*EXERCISE*.
Once the pictures are removed, reproduce what is left of the data below exactly.

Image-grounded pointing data
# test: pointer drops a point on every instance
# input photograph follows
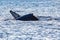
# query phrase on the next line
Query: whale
(27, 17)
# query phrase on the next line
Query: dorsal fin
(15, 15)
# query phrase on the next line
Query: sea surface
(46, 28)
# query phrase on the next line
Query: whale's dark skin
(28, 17)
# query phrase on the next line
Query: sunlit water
(47, 28)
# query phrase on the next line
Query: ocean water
(47, 28)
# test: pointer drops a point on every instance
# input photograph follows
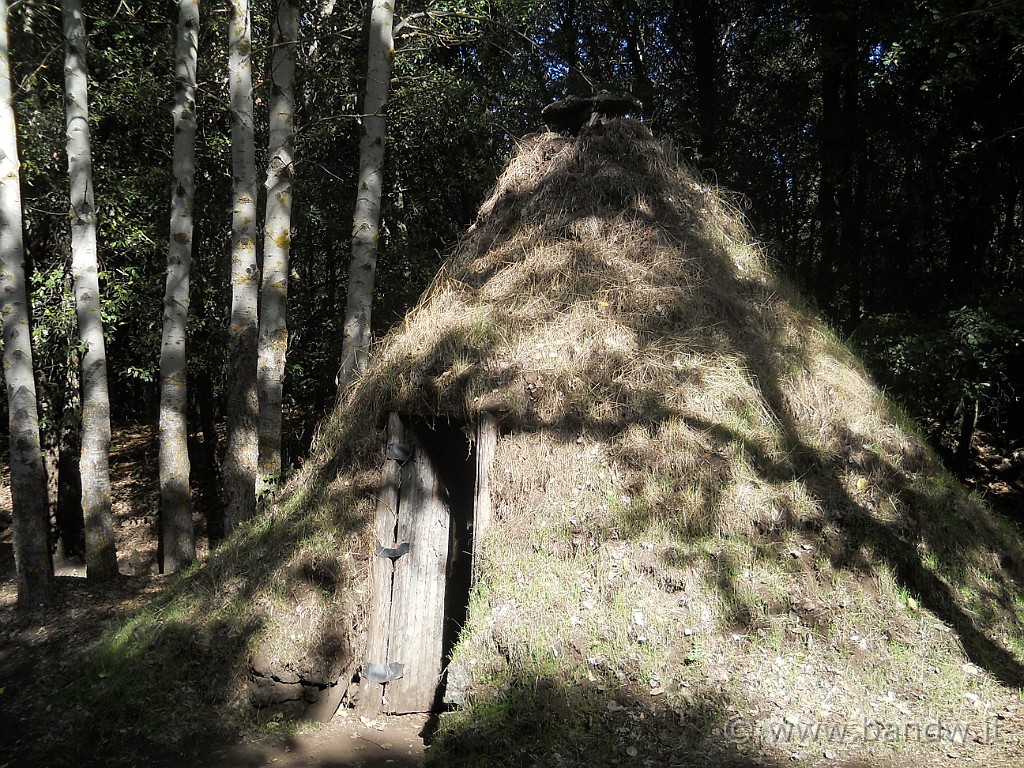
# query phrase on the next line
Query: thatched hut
(610, 451)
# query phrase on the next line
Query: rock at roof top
(570, 114)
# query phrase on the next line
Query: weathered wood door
(403, 646)
(433, 503)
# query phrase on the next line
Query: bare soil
(33, 644)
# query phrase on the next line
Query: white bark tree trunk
(366, 220)
(28, 477)
(178, 535)
(243, 438)
(276, 241)
(100, 554)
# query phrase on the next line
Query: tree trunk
(243, 439)
(178, 535)
(276, 242)
(100, 554)
(969, 421)
(366, 220)
(28, 478)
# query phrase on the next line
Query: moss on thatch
(705, 511)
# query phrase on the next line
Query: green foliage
(933, 364)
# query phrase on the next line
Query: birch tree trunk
(178, 536)
(28, 477)
(276, 241)
(366, 220)
(243, 439)
(100, 555)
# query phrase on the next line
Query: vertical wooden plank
(418, 611)
(486, 444)
(382, 572)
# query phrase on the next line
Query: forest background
(873, 148)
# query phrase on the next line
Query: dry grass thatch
(705, 510)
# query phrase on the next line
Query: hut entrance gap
(433, 499)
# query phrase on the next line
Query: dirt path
(345, 742)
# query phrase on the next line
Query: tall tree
(28, 479)
(178, 537)
(243, 438)
(100, 554)
(278, 239)
(366, 219)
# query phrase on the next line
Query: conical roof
(699, 494)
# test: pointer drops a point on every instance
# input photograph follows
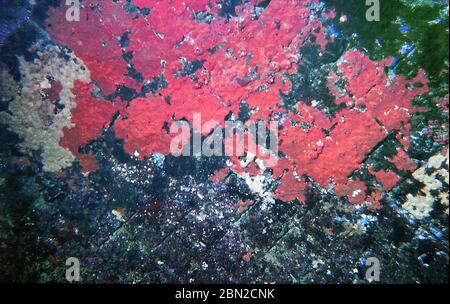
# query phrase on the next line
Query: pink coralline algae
(242, 59)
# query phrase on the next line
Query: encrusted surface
(362, 166)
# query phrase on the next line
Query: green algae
(426, 35)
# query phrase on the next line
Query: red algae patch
(237, 59)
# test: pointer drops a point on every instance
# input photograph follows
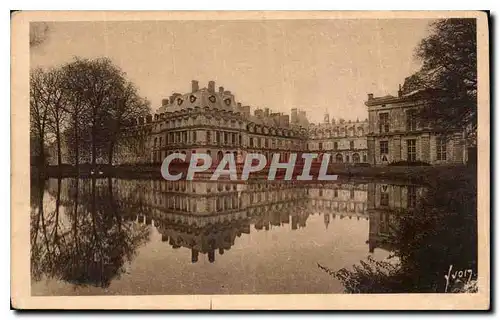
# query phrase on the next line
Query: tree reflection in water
(85, 240)
(439, 233)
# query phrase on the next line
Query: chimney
(246, 110)
(211, 86)
(294, 117)
(194, 86)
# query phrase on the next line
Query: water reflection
(84, 231)
(85, 239)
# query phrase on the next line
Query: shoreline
(413, 174)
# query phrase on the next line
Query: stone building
(394, 134)
(344, 140)
(209, 121)
(384, 202)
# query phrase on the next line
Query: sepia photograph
(323, 159)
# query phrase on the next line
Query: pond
(132, 237)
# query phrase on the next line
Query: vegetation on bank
(438, 238)
(80, 110)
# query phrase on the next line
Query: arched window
(339, 158)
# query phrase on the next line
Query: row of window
(335, 146)
(336, 133)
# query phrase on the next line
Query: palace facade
(394, 134)
(344, 140)
(206, 120)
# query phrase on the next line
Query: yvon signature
(457, 275)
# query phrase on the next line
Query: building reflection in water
(208, 216)
(384, 202)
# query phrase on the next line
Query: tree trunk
(93, 138)
(110, 152)
(41, 159)
(77, 150)
(58, 139)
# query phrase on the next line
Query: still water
(132, 237)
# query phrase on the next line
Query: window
(412, 149)
(355, 158)
(384, 199)
(411, 120)
(383, 121)
(384, 147)
(441, 148)
(412, 197)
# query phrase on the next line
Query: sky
(314, 65)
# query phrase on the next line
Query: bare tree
(106, 100)
(56, 106)
(449, 56)
(39, 115)
(128, 106)
(38, 33)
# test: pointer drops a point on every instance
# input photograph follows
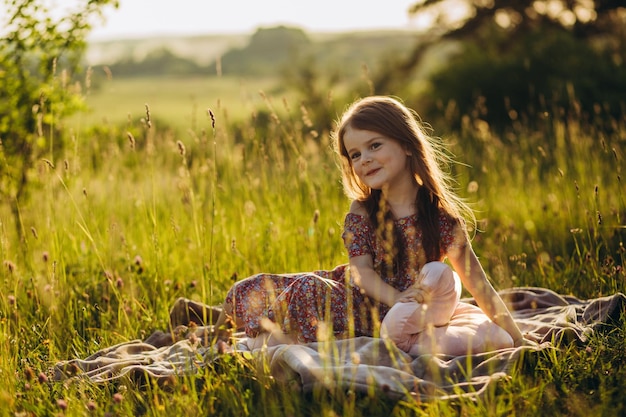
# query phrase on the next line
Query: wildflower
(181, 148)
(212, 118)
(148, 120)
(131, 140)
(62, 404)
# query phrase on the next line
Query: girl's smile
(376, 159)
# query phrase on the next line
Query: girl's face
(378, 161)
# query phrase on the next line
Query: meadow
(153, 200)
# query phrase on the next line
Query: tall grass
(135, 215)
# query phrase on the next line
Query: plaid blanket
(357, 364)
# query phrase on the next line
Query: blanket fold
(358, 364)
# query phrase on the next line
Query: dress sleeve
(357, 235)
(452, 234)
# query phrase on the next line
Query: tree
(519, 41)
(40, 56)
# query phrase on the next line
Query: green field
(178, 102)
(116, 229)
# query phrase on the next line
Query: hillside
(263, 52)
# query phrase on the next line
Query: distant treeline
(270, 51)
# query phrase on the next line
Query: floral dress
(299, 302)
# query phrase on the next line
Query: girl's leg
(470, 331)
(405, 321)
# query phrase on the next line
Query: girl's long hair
(427, 159)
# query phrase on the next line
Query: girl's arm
(466, 264)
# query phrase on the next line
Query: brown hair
(391, 118)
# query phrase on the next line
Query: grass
(114, 234)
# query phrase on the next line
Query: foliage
(183, 213)
(520, 56)
(268, 50)
(547, 71)
(157, 62)
(39, 60)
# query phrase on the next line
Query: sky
(140, 18)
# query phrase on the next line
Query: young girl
(403, 218)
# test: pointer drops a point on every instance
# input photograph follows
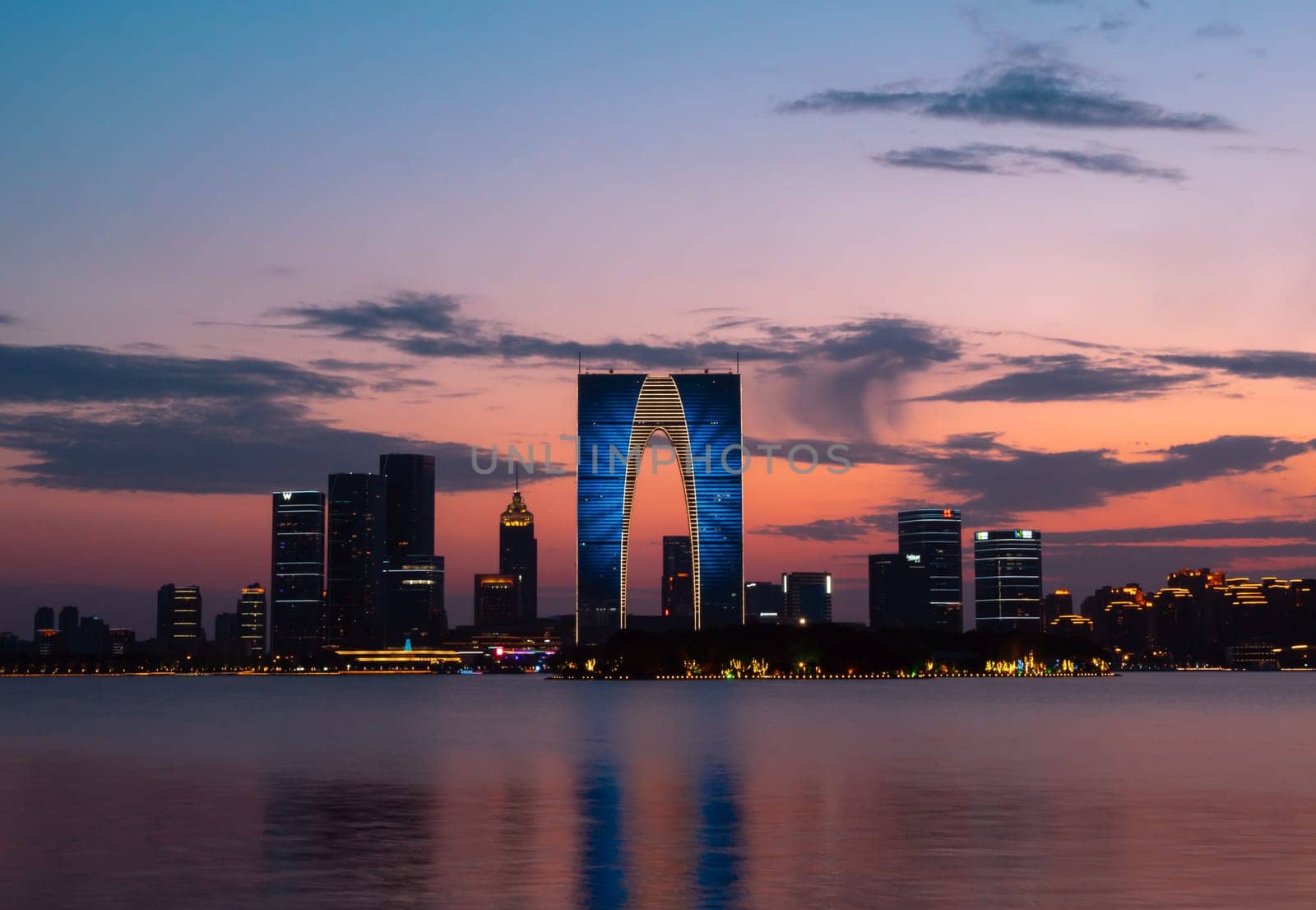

*RESULT OF THIS TASK*.
# test: pointer drops a point on every instance
# input photograph follows
# query phrase on the next line
Query: whale
(27, 17)
# query phrase on the next line
Query: dorsal fin
(15, 15)
# query phrase on the next line
Query: sea surface
(46, 28)
# query phrase on the next line
Query: whale's dark skin
(28, 17)
# query phrase on the next line
Query: sunlit water
(47, 28)
# query phrase on the next line
Query: ocean water
(47, 28)
# test: pointer drops a point on every instance
# input photograph follows
# query phrase on the next line
Query: thatched hut
(610, 451)
# query phrase on the next line
Query: rock at roof top
(570, 114)
# query phrase on the next line
Query: weathered wood door
(403, 646)
(433, 503)
# query phrase on the next line
Query: bare soil
(33, 644)
# query phrase on the next line
Query: white bark tree trunk
(366, 220)
(28, 477)
(178, 535)
(243, 438)
(276, 241)
(100, 554)
# query phrase on the next line
Query: tree trunk
(243, 439)
(178, 535)
(276, 242)
(100, 554)
(969, 421)
(366, 220)
(28, 478)
# query phrase on the next line
Query: moss on thatch
(705, 511)
# query phrase on the next line
Query: green foliage
(933, 364)
# query phrase on the next line
Query: birch tree trunk
(178, 536)
(28, 477)
(276, 241)
(366, 220)
(243, 439)
(100, 555)
# query phrase on the next line
Query: vertical wooden plank
(418, 611)
(486, 444)
(382, 572)
# query phrase on the next line
Query: forest background
(873, 148)
# query phrase on the next line
Query: dry grass thatch
(705, 510)
# query phrase on the next line
Query: hut entrance gap
(433, 499)
# query phrase on the next line
Query: dirt path
(345, 742)
# query phrase on the next line
Query: tall tree
(28, 479)
(178, 537)
(243, 438)
(100, 554)
(278, 239)
(366, 219)
# query phrase on the next line
Query: conical roof
(699, 494)
# test: pointer drops a point on every instance
# input photograph follows
# query phrase on the next line
Query: pink coralline algae
(242, 59)
# query phrase on the next line
Query: encrusted surface
(362, 166)
# query phrase on the next line
Query: green algae
(426, 35)
# query phrase on the next line
Query: red algae patch
(237, 59)
# test: pointer drops a point on every instance
# input photograph follows
# query phrase on the next line
Query: tree reflection in water
(85, 240)
(439, 233)
# query phrase on the next line
Query: chimney
(246, 110)
(211, 86)
(294, 117)
(194, 86)
# query phrase on the next line
Query: water reflection
(84, 231)
(85, 239)
# query phrase on the next line
Query: shoreline
(413, 174)
# query phrase on the next line
Query: stone building
(394, 134)
(344, 140)
(209, 121)
(384, 202)
# query phrase on the next line
Query: sepia photograph
(323, 159)
# query phrase on the next line
Query: pond
(132, 237)
# query phrase on the next line
Query: vegetation on bank
(438, 238)
(80, 110)
# query phrase on the next line
Query: arched window
(339, 158)
# query phrase on the next line
Query: row of window
(335, 146)
(336, 133)
# query phrase on the next line
Query: palace facade
(394, 134)
(344, 140)
(206, 120)
# query phrase on the next line
Query: yvon signature
(457, 275)
# query phrase on the next line
Query: building reflection in water
(208, 216)
(384, 202)
# query phrase on the next line
Query: tree trunk
(93, 138)
(110, 152)
(41, 159)
(77, 150)
(58, 139)
# query phrase on the next line
Query: still water
(132, 237)
# query phrase on the next line
Query: window
(412, 149)
(355, 158)
(384, 199)
(411, 120)
(383, 121)
(384, 147)
(441, 148)
(412, 197)
# query phrase on the next line
Query: sky
(314, 65)
# query phrase on the next line
Query: bare tree
(106, 100)
(56, 106)
(449, 56)
(39, 115)
(128, 106)
(38, 33)
# test: pointer drops a point on every instance
# input photograph follows
# query phrase on the next line
Query: wildflower
(181, 148)
(212, 118)
(148, 120)
(131, 140)
(62, 404)
# query phrase on the next line
Query: girl's smile
(376, 159)
# query phrase on the next line
Query: girl's face
(378, 161)
# query phrase on the next line
Query: meadow
(153, 200)
# query phrase on the next line
Query: tall grass
(135, 215)
# query phrase on the next line
Query: plaid blanket
(357, 364)
# query phrase on the next line
Query: blanket fold
(358, 364)
# query phrase on the next line
Query: dress sleeve
(357, 235)
(452, 234)
# query phrase on the next line
Query: tree
(519, 41)
(40, 56)
# query phrase on the next line
Query: green field
(178, 102)
(116, 229)
# query phrase on the next line
Query: hillside
(263, 52)
# query phrase on the next line
Query: distant treeline
(270, 51)
# query phrase on the next line
Query: floral dress
(299, 302)
# query phrase on the next line
Query: girl's leg
(470, 331)
(405, 321)
# query phrase on the next line
Query: girl's long hair
(427, 159)
# query phrase on the next line
Query: girl's arm
(466, 264)
# query phrase on the next line
Query: brown hair
(391, 118)
# query phrase on the next line
Query: grass
(114, 234)
# query phrase on the next line
Query: foliage
(183, 213)
(520, 56)
(268, 50)
(547, 71)
(157, 62)
(39, 60)
# query phrase on the next line
Query: sky
(140, 18)
# query phrase on the next line
Query: young girl
(403, 218)
# test: pointer drops a point on every instance
# input photograph follows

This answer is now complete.